Achtzehnter Juli

U8 Hermannstraße, 12:10
In der Gruppe reden sie davon, dass es „Anti-Schwitz-Tabletten“ gibt und sie mal den einen fragen wollen, der immer nach Polen fährt, ob er ihnen welche mitbringt. Ich denke an die „Leber-Tabletten“ von T und dass ich ihn das nächste Mal wohl erst in Frankfurt wiedersehe, den Abschied habe ich verpasst.

VHS Neukölln, 12:20
„It‘s Raining Men“ in der Gerri Halliwell Version beim Sicherheitsmann an der Eingangstür in Schleife; der Hall von verqueren Geräuschen, die ich von meinem Gymnasium noch kenne. Flip Flops kündigen sich am durchdringendsten an. Ich höre Cs gutgelauntes Pfeifen aus einiger Entfernung.

Neunzehnter Juli

U Kurfürstendamm, 15:12
J sagt ich sei „a small human“ und ich überlege, wie in welchem Shirt ich das verorten kann. Ich weiß, dass er über verschiedene Arten von Kleidung redet und dann kommt der eine Tätowierer in den Sinn - „you have very delicate skin“. Heute morgen beim mich selbst anstarren in der Dusche war ich mir nicht mehr ganz so sicher, wie weich ich sein möchte, aber genau dafür habe ich auch vor Monaten den Spiegel in die Dusche gestellt.

+++++

Aufgaben |
**a)** Welches Lied läuft laut dem Textauszug beim Sicherheitsmann an der Eingangstür der VHS Neukölln in Schleife?
**b)** Sammle jede Zeile der Datensätze, in der die Zeichenfolge „promenade“ vorkommt. Groß- und Kleinschreibung ist dabei zu beachten.

[Gespeicherte Dateneinträge]
+++++

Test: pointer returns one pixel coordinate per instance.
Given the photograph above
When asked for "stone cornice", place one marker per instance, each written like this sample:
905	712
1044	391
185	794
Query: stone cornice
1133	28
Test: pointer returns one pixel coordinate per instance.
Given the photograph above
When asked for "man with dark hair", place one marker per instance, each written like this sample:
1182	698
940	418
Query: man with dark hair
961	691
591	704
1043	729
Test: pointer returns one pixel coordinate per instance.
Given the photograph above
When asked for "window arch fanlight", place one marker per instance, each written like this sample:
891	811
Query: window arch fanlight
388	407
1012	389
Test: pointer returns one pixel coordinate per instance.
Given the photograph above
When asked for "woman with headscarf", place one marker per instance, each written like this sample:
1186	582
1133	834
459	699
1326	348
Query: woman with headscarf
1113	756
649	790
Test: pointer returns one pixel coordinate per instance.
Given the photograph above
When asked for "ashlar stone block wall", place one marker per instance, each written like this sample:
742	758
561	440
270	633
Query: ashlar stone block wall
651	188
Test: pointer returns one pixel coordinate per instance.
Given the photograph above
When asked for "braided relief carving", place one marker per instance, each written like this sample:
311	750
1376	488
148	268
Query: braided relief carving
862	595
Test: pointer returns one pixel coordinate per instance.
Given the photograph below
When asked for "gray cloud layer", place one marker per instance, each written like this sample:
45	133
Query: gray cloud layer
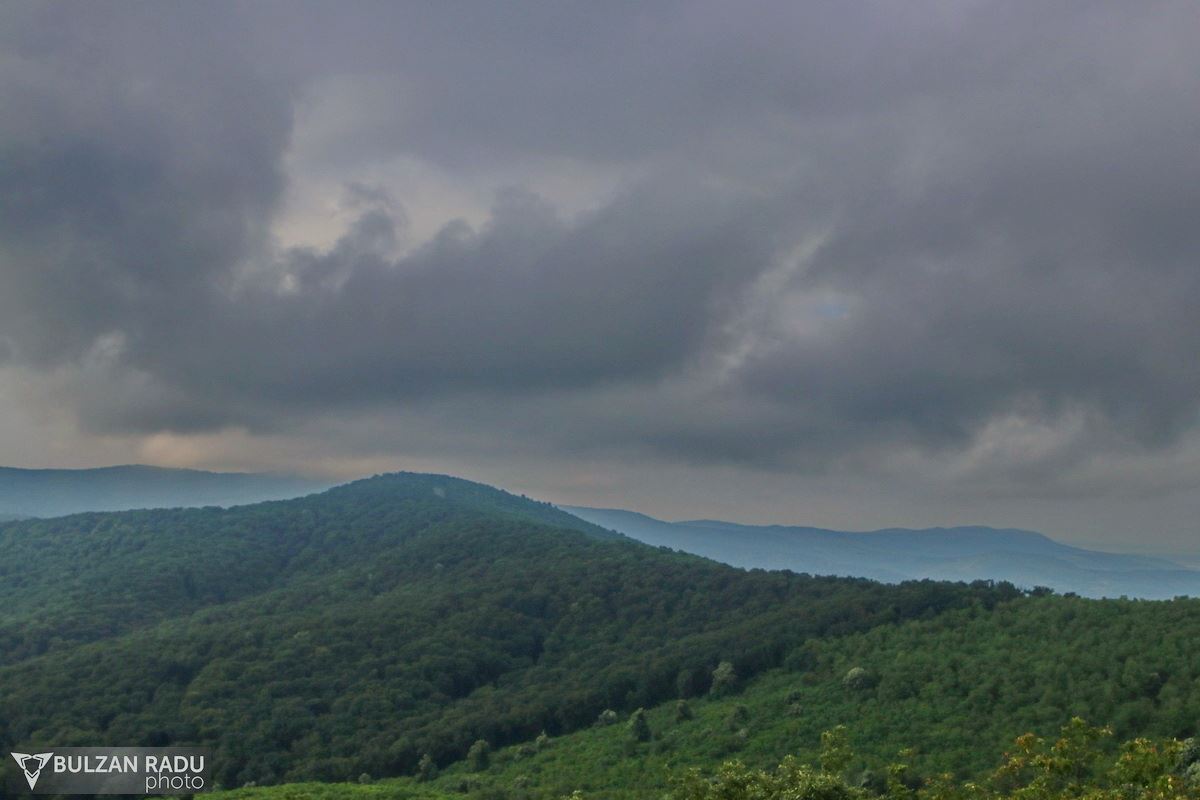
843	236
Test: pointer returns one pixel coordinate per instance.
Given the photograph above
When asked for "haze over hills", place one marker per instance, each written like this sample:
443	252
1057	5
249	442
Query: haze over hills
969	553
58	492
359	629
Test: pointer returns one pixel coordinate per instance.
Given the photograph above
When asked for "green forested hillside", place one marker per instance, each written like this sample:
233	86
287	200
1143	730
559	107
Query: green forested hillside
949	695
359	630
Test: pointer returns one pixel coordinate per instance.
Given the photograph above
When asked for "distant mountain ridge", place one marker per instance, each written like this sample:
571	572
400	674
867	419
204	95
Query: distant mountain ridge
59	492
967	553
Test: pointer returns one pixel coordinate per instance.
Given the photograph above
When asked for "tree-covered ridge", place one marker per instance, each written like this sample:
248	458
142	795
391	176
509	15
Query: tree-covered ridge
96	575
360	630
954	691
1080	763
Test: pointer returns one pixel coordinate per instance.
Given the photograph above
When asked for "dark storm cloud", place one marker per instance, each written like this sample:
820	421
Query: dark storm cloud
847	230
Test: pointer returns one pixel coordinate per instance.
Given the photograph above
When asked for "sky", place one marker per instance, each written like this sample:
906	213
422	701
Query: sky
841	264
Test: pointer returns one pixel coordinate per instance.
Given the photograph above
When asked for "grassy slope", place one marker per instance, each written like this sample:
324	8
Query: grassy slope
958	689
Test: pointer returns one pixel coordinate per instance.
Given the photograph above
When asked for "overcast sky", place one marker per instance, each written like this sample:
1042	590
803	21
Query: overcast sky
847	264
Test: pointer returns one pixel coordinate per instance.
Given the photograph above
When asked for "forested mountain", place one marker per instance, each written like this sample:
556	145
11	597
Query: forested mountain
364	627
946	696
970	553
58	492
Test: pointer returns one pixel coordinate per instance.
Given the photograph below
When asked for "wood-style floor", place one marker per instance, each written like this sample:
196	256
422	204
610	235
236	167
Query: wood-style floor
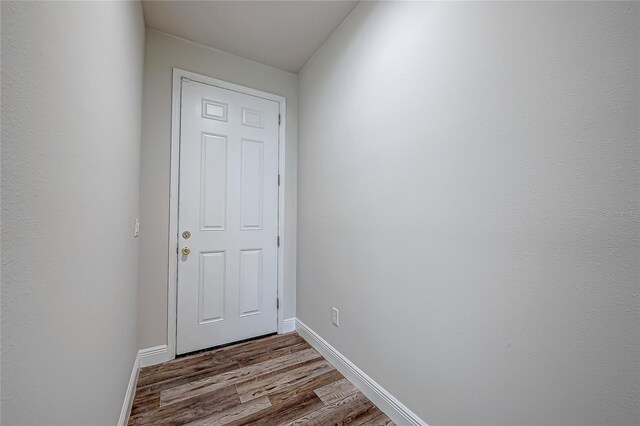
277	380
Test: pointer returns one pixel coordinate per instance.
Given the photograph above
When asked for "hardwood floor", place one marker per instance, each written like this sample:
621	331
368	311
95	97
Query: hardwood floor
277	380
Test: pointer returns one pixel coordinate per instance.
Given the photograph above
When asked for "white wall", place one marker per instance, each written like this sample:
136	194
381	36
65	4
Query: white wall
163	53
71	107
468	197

+++++

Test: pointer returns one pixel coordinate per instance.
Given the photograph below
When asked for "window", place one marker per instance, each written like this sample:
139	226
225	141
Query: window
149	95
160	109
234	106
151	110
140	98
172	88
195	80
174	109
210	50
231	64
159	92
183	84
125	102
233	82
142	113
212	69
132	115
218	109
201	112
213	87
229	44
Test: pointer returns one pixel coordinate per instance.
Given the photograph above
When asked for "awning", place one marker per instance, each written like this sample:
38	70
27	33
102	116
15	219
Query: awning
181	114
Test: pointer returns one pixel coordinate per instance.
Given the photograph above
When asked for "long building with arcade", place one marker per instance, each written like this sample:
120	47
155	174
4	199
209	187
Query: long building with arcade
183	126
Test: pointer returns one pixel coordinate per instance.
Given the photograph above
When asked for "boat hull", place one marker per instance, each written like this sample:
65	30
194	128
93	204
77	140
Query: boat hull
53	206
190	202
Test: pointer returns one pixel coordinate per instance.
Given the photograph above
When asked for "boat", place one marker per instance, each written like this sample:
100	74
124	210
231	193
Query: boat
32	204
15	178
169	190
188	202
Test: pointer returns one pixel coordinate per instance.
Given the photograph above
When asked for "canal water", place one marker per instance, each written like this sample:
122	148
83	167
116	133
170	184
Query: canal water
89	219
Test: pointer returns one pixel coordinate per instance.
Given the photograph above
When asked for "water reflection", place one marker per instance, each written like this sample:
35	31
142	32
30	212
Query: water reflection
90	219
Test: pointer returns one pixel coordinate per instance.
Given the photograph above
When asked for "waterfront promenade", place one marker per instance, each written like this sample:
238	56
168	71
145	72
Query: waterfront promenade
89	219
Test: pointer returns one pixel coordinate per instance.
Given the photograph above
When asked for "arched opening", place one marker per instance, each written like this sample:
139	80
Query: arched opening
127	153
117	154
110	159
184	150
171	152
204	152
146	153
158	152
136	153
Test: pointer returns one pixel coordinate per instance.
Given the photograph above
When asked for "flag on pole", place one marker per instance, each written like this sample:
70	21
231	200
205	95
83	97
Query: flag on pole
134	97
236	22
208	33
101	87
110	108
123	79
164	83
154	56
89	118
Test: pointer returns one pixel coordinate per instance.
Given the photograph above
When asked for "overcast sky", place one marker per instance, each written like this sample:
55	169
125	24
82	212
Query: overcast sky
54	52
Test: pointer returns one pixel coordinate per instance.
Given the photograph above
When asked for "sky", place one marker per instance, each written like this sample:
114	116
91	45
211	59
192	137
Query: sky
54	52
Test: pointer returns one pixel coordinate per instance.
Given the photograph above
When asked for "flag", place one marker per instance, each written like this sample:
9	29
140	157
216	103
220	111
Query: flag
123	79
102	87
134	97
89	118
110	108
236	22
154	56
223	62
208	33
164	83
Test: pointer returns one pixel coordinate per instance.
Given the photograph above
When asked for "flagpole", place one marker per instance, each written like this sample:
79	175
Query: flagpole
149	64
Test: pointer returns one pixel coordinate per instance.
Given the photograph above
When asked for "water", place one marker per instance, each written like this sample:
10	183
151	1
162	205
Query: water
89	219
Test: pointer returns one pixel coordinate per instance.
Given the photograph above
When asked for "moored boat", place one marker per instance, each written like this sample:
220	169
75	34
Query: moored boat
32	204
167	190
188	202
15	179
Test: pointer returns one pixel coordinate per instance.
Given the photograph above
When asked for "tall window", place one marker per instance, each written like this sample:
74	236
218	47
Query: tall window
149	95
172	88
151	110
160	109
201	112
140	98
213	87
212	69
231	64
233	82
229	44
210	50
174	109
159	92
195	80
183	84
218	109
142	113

+++++

Lösungen |
**a)** „It‘s Raining Men“ in der Gerri Halliwell Version.

**b)**
When asked for "waterfront promenade", place one marker per instance, each written like this sample:
Query: waterfront promenade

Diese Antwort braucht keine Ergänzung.